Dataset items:
....

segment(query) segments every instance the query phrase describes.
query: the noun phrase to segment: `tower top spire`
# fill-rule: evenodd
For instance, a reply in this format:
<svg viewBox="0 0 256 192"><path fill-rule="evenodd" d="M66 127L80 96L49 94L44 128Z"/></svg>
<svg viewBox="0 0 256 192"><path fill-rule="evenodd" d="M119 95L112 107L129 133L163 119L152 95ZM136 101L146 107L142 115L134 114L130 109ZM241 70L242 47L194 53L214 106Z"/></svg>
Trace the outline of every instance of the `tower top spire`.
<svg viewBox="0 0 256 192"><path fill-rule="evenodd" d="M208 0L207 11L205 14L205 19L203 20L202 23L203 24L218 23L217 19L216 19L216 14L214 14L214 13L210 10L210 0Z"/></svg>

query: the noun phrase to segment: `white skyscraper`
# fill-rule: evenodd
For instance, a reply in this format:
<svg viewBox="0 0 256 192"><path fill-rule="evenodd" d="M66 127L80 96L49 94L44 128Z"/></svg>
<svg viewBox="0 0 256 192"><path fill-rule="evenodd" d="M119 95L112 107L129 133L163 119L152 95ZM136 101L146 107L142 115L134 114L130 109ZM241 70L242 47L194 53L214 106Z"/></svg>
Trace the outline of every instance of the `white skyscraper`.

....

What you need to do:
Convert the lines of the records above into a Markdown table with the columns "Row" and "Line", one row per line, numbered in order and omitting blank lines.

Complete answer:
| Row | Line |
|---|---|
| 1 | segment(query) segments every instance the query phrase describes. |
| 2 | query: the noun phrase to segment: `tower top spire` |
| 3 | # fill-rule: evenodd |
| 4 | For instance, a reply in this format: |
| 5 | <svg viewBox="0 0 256 192"><path fill-rule="evenodd" d="M66 127L80 96L49 94L44 128Z"/></svg> |
| 6 | <svg viewBox="0 0 256 192"><path fill-rule="evenodd" d="M119 95L112 107L129 133L163 119L152 95ZM136 101L146 107L142 115L134 114L130 109ZM241 70L242 47L194 53L214 106Z"/></svg> |
| 7 | Trace the outline of every instance of the `tower top spire`. |
| 8 | <svg viewBox="0 0 256 192"><path fill-rule="evenodd" d="M208 0L207 11L205 14L205 19L203 20L202 23L203 24L218 23L217 19L216 19L216 14L214 14L214 13L210 10L210 0Z"/></svg> |
| 9 | query: the noun phrase to segment: `white skyscraper` |
| 10 | # fill-rule: evenodd |
| 11 | For instance, a reply in this format: |
| 12 | <svg viewBox="0 0 256 192"><path fill-rule="evenodd" d="M66 127L80 96L49 94L44 128Z"/></svg> |
| 13 | <svg viewBox="0 0 256 192"><path fill-rule="evenodd" d="M119 95L112 107L129 133L163 119L152 95ZM136 101L146 107L142 115L134 114L130 109ZM241 70L242 47L194 53L214 106Z"/></svg> |
| 14 | Trace the outline of every instance of the `white skyscraper`. |